_The exercise:_ Reproduce the records from the line containing "Indicate the parking" through the end of the records, requests included, and give only those lines. Multiply every coordinate in the answers by 2.5 and round to whole numbers, rounding halves up, but leave the numbers in the requests and their format samples unchanged.

========

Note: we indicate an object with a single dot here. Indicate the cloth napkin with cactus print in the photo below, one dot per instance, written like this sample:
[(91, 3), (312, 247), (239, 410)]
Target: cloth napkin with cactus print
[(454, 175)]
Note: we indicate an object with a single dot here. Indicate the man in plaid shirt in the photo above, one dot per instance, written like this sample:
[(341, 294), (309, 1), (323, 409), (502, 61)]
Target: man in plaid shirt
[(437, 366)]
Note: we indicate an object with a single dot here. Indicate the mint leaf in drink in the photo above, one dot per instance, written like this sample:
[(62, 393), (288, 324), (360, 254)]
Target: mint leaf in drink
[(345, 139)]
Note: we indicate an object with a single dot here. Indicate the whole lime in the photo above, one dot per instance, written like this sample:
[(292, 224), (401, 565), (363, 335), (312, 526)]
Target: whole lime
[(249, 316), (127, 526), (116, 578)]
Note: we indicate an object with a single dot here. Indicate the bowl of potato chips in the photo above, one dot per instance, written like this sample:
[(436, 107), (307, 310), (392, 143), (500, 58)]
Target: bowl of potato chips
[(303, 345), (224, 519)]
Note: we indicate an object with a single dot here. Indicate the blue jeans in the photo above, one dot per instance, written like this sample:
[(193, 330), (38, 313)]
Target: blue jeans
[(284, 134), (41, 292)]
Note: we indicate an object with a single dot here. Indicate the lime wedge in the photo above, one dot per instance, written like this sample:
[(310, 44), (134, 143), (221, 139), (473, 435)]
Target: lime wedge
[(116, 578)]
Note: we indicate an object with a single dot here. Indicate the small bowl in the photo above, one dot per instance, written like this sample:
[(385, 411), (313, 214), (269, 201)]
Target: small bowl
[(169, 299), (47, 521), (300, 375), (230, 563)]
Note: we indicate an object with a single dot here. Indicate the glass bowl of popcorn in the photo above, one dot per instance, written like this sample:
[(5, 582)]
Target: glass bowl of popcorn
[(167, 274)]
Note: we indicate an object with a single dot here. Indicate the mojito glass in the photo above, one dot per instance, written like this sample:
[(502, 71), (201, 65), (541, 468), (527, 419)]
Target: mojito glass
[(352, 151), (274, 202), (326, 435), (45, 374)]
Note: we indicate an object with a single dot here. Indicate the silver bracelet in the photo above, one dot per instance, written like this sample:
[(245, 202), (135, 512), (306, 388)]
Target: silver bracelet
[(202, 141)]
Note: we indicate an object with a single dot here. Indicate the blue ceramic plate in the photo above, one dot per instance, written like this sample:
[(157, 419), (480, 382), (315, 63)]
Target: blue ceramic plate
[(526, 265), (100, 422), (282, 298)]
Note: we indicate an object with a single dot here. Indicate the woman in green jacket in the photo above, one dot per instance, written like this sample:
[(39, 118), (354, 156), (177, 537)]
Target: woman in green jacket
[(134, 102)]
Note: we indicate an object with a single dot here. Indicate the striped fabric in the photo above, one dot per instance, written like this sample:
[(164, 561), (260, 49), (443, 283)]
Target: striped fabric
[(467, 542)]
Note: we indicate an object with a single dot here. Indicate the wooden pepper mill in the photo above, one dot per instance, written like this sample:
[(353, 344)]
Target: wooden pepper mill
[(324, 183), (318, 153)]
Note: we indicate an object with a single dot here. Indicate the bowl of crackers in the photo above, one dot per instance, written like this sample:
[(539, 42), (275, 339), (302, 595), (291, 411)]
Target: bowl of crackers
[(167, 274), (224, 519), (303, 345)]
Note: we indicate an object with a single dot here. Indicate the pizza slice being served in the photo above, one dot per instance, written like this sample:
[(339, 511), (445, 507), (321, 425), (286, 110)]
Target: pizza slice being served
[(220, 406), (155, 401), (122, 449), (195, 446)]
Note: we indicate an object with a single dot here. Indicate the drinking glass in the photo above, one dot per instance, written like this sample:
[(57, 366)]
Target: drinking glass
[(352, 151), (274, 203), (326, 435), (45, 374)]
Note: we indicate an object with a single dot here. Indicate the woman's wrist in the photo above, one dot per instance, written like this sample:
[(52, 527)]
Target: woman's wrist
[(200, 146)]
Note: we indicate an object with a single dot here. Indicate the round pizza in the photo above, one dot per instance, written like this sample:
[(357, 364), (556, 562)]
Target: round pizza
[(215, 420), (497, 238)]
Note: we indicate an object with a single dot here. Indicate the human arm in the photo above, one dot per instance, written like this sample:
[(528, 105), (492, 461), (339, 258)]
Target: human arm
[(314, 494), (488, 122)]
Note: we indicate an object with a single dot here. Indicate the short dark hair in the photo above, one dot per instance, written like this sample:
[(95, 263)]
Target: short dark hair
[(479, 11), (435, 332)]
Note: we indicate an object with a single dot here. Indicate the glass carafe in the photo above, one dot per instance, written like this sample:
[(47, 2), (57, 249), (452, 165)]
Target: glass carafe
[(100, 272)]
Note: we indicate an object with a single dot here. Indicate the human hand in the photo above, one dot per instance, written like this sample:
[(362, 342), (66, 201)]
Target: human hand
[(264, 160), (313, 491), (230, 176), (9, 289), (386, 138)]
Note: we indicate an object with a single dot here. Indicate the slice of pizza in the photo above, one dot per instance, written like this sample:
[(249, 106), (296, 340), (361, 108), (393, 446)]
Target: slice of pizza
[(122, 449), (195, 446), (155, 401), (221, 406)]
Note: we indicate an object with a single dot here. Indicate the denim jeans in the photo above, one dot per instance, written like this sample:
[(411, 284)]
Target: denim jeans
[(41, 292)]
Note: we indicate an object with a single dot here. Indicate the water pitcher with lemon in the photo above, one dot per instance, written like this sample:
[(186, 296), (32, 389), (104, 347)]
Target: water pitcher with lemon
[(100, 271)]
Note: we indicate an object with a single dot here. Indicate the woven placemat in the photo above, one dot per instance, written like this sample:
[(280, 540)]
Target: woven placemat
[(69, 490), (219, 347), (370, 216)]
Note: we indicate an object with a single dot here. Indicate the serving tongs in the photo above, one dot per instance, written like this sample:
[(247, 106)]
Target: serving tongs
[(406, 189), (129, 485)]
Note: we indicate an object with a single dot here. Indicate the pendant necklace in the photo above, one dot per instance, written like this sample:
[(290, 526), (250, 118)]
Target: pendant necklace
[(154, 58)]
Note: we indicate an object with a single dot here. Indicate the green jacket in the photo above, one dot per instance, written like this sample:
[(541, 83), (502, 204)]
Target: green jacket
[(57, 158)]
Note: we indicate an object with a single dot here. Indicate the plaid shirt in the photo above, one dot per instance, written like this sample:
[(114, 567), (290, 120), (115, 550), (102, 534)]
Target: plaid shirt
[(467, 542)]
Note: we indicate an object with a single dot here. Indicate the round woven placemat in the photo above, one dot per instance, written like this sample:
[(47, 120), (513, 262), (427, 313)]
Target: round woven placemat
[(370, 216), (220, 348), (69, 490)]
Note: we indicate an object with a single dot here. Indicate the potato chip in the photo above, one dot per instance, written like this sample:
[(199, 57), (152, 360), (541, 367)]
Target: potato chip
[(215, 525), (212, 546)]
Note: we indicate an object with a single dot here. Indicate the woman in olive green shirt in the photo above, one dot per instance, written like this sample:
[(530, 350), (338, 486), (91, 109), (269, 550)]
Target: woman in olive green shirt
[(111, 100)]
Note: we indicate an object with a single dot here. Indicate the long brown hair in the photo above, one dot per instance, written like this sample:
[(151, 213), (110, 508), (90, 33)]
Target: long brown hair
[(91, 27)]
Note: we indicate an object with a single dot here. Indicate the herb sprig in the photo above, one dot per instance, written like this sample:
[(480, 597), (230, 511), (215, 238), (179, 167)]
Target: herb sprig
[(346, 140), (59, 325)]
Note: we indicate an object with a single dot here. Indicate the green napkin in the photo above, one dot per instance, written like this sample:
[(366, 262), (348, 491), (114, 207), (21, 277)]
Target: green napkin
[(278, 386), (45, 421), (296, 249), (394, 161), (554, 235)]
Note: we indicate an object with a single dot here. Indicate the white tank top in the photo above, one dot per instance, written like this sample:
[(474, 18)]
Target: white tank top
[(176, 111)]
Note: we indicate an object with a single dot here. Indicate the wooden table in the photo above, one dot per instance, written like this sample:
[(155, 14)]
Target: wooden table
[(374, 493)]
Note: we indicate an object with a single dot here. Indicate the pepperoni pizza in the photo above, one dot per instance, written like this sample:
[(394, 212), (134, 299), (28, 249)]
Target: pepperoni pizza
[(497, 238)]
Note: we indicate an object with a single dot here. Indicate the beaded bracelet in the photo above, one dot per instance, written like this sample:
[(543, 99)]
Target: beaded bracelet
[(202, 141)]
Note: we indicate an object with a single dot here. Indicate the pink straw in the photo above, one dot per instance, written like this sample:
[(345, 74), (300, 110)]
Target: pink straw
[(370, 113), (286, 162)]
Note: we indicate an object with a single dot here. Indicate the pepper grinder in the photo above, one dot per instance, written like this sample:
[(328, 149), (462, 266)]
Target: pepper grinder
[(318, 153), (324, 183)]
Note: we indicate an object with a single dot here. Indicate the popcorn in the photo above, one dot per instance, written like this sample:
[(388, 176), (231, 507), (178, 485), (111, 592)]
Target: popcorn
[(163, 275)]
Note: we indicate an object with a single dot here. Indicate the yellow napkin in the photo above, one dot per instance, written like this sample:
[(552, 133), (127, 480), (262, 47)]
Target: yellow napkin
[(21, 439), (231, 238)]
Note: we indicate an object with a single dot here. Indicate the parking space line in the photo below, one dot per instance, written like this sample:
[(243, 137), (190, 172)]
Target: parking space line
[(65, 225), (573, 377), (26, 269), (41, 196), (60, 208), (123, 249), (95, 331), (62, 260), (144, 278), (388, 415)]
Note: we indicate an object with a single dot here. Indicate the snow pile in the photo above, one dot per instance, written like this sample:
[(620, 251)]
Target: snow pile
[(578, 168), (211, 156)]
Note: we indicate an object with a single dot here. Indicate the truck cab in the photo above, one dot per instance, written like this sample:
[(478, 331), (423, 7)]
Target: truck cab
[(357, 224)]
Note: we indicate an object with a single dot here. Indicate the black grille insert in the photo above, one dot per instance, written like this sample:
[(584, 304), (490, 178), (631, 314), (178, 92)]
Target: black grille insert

========

_Task response:_
Note: we indicate an object with a single dot here. Indicate the parking space line in the photo below, one dot per instance, written like this sample:
[(243, 137), (190, 172)]
Target: parking space line
[(163, 563), (1433, 943), (65, 673), (103, 490), (150, 520), (308, 623), (238, 828), (155, 650), (360, 695), (970, 1038)]
Note: we indicate an object with a single dot here. Indicate the snow pile in the photo above, one dot per instance, written like this sample:
[(620, 251)]
Target: snow pile
[(1445, 420), (528, 390)]
Note: we indicate an object with a single dot here. Indicate the truck cab in the photo above, one dot per instance, written like this sample:
[(478, 331), (423, 7)]
Target: truck cab
[(893, 560)]
Note: we indicate an object with a single dot here. Indicate the black grille insert in the photo above, one dot per instance, written like this sample:
[(584, 304), (490, 178), (631, 314), (178, 92)]
Target: black grille insert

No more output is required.